◆ **WHAT TO PRODUCE**
Find the line that contains "Would you be so kind as to point out the sea"; then retype it and each line after it, exactly, through the final line of the data below.
-------- DATA
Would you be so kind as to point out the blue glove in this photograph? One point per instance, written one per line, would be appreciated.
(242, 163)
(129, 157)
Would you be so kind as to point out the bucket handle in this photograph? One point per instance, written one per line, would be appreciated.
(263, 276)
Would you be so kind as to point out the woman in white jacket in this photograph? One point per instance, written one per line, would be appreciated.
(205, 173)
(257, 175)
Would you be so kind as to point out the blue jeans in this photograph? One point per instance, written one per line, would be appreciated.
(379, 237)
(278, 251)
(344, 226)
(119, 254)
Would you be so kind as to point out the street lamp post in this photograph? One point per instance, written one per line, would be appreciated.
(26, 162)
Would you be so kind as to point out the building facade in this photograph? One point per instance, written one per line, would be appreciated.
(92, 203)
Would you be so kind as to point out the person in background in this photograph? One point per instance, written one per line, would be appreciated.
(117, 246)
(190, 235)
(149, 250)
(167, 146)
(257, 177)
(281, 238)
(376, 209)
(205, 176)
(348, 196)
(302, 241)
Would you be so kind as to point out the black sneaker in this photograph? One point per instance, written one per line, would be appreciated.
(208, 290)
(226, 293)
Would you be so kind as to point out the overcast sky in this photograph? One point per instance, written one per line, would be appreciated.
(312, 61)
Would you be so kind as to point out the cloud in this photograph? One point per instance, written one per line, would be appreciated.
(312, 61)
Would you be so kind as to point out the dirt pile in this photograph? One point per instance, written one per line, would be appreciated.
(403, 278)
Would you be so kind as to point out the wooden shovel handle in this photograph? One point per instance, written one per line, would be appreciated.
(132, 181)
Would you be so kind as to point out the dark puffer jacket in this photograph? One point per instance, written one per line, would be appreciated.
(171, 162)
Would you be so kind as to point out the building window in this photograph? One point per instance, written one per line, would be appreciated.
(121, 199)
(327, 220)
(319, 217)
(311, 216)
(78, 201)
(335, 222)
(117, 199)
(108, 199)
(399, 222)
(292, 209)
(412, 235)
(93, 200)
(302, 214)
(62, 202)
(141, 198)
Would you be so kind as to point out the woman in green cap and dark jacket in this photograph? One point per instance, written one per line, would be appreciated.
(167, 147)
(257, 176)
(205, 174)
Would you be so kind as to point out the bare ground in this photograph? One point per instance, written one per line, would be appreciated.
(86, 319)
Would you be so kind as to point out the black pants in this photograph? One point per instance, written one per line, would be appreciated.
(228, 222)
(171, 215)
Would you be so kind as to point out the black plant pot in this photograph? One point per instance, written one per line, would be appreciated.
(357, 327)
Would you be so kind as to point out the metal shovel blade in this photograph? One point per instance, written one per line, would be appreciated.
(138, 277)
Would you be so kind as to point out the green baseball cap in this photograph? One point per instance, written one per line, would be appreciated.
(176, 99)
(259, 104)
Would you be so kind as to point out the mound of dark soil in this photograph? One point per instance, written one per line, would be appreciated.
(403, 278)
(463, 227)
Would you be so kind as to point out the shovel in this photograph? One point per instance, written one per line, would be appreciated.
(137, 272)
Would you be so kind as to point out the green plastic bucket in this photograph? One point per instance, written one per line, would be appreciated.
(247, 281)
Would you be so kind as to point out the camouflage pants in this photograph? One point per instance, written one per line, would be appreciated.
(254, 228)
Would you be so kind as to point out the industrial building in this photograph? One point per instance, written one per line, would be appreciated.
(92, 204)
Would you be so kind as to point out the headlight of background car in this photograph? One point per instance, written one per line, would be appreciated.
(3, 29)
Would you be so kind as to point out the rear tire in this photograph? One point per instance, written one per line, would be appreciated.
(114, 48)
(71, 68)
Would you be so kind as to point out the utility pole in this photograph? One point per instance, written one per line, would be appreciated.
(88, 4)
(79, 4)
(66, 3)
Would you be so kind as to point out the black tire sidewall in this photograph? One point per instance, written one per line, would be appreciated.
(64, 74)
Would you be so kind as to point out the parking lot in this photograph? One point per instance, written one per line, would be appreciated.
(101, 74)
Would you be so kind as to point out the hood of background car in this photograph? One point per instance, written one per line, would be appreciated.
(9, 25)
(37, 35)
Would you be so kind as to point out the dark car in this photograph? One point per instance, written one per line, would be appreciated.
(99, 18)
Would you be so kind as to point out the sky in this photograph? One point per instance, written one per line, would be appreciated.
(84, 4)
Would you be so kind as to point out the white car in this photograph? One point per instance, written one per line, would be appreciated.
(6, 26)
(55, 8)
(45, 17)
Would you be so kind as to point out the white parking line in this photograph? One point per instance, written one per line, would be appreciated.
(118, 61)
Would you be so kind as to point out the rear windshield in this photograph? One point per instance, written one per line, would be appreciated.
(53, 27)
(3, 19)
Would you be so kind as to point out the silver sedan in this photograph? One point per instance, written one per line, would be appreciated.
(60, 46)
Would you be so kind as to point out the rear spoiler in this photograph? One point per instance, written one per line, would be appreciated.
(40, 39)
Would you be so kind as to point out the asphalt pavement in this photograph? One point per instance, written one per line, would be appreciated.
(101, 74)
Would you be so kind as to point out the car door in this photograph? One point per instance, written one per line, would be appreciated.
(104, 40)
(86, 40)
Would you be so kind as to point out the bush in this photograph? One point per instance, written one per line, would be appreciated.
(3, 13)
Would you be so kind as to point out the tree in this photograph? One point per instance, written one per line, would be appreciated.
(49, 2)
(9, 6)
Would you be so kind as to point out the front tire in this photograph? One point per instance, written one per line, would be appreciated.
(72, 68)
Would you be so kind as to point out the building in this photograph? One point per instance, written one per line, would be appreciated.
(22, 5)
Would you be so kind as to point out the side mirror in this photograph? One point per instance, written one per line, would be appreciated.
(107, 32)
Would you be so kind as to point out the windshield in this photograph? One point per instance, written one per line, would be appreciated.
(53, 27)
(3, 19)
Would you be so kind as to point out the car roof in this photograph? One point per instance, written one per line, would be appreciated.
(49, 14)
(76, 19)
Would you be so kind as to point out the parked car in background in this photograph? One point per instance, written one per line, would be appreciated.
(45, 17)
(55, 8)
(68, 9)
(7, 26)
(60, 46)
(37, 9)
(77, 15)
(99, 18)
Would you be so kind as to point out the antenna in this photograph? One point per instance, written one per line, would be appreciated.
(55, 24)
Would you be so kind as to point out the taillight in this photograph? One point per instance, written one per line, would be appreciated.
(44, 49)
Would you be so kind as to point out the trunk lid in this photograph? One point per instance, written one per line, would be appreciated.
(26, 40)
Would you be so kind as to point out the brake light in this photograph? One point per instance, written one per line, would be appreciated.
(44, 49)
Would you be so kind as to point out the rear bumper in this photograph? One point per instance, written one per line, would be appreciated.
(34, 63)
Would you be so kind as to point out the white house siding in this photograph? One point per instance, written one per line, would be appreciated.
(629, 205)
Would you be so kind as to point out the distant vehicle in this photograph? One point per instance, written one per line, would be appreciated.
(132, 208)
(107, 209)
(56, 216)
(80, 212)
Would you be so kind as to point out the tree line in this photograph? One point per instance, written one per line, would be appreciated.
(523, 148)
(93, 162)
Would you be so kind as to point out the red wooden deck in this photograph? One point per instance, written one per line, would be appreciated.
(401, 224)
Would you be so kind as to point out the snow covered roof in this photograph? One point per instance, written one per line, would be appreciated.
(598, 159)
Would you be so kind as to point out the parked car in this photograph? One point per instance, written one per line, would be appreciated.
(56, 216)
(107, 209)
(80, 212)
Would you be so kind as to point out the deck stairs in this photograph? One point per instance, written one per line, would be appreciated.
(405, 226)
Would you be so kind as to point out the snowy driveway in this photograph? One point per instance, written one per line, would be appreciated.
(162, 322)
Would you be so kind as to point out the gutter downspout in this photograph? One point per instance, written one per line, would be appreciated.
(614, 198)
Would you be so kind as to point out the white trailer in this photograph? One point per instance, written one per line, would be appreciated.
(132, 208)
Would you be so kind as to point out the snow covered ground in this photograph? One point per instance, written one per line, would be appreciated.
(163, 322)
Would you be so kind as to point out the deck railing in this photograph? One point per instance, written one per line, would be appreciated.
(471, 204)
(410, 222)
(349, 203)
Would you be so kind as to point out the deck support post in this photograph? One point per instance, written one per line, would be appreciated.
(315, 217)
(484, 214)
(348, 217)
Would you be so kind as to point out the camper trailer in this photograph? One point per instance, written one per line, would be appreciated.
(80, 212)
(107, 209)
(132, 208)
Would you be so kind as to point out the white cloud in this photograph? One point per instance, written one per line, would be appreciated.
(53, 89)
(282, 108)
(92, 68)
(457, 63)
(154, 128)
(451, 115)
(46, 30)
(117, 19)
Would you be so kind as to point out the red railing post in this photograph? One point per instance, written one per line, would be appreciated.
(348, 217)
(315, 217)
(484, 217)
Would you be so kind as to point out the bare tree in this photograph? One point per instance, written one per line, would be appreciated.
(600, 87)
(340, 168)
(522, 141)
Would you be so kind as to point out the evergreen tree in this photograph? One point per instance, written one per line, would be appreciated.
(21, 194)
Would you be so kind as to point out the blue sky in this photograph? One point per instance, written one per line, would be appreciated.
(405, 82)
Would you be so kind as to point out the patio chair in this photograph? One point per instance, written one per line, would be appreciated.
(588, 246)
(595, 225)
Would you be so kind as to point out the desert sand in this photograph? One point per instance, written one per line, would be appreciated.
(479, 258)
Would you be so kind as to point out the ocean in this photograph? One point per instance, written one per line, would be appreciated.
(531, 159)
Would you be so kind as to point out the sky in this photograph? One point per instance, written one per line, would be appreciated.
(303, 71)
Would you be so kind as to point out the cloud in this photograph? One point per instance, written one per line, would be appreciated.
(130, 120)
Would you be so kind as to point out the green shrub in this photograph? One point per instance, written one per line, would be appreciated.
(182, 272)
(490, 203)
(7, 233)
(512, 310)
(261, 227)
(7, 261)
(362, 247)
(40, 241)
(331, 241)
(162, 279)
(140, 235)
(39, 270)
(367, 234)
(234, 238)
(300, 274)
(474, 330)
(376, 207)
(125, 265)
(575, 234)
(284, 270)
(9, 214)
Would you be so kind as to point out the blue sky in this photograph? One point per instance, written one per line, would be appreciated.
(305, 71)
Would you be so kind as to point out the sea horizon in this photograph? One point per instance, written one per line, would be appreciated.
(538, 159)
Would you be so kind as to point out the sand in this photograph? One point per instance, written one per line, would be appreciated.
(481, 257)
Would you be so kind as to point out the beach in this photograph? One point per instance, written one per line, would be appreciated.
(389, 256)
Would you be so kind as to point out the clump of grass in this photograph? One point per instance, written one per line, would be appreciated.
----------------
◆ **THE RESULT**
Would you be so kind as to point out the sea horizon in this photograph? One point per instance, written one per line, would be appreciated.
(538, 159)
Would you be so kind as to point out the sand in this photograph? One point per instance, written one per line, would be appreciated.
(481, 257)
Would you be so kind as to point out the beach in this photograph? One point per instance, written one per line, would be appreciated.
(389, 256)
Would you be so kind as to point out the clump of grass in this photograph? One point per instance, written one per line, would be appreciated.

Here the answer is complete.